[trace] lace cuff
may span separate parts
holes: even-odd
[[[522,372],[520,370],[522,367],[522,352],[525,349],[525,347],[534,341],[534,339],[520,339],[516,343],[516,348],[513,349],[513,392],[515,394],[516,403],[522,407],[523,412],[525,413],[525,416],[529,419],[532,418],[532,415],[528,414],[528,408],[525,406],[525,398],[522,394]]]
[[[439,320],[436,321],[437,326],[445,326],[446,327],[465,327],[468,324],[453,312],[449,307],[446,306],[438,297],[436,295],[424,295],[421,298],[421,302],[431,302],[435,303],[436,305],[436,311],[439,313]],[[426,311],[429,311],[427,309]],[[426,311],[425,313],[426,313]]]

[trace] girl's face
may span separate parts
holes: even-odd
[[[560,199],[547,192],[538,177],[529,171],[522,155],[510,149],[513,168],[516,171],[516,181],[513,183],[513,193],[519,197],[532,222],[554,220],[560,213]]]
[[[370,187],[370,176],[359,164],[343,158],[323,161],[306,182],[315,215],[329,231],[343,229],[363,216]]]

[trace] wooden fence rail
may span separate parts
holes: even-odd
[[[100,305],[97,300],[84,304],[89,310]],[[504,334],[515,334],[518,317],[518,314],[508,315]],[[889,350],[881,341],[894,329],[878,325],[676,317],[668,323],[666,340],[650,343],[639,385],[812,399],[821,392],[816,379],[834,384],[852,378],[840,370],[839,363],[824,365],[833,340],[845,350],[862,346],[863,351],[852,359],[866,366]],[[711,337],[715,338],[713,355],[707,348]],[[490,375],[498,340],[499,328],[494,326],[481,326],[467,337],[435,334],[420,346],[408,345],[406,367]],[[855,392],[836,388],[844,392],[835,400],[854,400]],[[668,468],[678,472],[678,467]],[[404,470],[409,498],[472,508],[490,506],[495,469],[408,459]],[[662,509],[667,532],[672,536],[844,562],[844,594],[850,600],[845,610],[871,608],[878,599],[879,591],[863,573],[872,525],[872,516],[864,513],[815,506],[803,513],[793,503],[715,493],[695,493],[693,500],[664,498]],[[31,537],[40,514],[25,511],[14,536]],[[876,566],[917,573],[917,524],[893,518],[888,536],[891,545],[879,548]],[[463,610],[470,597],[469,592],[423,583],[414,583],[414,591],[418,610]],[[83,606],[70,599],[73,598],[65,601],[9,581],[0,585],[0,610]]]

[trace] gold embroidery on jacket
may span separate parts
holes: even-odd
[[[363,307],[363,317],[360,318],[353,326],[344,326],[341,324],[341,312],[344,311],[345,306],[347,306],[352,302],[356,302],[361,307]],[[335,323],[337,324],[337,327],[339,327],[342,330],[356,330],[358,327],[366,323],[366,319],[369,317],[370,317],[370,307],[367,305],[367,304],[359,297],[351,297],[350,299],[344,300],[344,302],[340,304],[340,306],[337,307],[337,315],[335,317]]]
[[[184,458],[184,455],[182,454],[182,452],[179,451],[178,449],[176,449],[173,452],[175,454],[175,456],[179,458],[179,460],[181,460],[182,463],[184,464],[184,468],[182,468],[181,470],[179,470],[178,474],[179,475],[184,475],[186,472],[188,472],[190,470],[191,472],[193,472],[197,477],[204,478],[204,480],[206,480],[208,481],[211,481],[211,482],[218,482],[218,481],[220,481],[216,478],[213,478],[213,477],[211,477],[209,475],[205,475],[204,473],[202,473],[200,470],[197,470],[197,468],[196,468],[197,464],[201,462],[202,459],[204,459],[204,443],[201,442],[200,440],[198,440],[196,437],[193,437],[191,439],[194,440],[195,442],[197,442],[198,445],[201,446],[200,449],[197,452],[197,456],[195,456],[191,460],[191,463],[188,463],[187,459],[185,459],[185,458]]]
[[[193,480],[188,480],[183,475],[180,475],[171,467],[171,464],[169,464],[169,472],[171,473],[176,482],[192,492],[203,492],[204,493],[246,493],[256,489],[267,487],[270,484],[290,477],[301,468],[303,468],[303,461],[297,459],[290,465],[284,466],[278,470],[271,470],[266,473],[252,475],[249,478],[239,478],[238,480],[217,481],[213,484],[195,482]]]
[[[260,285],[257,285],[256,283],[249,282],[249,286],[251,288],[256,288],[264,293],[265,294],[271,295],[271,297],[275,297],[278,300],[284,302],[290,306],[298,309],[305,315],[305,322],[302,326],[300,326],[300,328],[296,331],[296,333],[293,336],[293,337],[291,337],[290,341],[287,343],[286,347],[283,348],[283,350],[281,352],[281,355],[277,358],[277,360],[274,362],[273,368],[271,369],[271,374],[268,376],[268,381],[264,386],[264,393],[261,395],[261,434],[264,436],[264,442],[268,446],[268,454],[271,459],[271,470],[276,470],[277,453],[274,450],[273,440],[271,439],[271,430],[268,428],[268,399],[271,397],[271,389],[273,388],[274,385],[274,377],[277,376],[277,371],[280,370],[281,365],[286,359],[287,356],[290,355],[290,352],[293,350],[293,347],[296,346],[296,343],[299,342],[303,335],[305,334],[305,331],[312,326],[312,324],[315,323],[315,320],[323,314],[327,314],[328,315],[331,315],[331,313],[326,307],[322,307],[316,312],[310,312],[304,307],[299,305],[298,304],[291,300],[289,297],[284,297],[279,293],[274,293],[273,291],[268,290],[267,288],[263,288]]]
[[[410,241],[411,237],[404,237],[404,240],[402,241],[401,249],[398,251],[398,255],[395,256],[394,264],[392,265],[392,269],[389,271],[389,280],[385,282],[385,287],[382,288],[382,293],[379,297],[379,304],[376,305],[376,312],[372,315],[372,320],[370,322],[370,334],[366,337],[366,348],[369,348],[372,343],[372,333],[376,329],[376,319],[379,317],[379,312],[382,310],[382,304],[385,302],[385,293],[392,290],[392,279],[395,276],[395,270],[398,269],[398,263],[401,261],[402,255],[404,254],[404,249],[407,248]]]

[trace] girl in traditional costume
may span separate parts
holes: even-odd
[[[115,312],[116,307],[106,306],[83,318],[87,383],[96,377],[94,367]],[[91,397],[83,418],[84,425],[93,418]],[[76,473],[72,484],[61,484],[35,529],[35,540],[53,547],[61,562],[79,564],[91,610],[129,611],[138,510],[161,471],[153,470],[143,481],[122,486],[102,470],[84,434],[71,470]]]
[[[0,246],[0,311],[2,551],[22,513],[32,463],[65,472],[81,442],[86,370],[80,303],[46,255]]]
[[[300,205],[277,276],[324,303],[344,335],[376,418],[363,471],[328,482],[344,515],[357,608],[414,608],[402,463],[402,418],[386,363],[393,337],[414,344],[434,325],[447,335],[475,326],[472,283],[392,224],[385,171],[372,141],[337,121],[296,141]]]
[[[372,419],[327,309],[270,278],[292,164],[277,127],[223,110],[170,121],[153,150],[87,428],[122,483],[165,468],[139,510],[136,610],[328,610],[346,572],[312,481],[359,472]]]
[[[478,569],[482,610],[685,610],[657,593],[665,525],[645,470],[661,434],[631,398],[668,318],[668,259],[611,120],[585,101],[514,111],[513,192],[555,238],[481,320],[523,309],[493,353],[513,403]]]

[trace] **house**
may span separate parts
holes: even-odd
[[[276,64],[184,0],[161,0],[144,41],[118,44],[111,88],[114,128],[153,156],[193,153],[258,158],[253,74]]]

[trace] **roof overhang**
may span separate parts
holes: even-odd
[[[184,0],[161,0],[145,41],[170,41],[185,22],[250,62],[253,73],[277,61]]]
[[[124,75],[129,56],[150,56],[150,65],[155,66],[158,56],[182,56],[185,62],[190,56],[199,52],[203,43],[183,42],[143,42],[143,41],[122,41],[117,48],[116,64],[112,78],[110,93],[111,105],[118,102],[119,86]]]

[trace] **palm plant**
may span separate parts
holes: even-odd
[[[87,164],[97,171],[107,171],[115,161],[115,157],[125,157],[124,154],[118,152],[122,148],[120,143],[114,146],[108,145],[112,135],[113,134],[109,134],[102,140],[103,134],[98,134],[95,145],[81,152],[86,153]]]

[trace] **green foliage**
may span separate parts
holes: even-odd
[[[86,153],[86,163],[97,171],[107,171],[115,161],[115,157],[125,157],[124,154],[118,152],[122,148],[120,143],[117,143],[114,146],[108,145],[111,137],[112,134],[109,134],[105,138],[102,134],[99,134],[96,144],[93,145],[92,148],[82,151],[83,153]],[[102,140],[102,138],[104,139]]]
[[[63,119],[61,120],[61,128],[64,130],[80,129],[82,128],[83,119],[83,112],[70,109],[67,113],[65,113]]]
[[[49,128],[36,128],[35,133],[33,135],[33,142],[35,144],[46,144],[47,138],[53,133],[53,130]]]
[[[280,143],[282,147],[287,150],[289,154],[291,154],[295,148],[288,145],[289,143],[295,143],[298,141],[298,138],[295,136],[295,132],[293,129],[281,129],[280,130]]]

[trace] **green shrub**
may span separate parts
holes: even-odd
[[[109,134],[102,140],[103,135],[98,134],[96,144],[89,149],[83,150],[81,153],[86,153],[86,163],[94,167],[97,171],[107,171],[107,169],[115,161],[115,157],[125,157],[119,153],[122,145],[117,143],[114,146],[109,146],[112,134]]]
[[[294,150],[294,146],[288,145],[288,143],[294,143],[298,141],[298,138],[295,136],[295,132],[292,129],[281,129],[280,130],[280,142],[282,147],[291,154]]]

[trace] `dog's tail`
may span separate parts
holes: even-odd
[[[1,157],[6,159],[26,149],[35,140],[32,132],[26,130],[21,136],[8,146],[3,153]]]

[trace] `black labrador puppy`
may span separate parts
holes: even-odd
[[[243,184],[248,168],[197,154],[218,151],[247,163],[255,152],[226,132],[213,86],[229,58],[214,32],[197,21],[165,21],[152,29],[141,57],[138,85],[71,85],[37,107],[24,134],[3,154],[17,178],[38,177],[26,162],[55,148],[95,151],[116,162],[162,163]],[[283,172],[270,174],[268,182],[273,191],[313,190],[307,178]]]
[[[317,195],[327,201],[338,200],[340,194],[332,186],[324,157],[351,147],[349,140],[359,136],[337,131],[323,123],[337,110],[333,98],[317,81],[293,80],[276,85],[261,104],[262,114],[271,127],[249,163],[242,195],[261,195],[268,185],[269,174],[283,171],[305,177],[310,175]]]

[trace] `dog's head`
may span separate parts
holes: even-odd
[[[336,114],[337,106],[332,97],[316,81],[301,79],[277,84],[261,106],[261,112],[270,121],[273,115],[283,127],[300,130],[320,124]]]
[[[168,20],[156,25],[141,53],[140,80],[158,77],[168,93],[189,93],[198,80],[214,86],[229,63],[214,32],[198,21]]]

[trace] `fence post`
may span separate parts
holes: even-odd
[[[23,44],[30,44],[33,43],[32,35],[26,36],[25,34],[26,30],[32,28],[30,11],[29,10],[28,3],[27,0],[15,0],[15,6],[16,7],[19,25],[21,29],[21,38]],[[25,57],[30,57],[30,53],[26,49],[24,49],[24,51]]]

_____

### What you should do:
Return every line of the rows above that contains the string "green". Case counts.

### Result for this task:
[trace] **green foliage**
[trace] **green shrub**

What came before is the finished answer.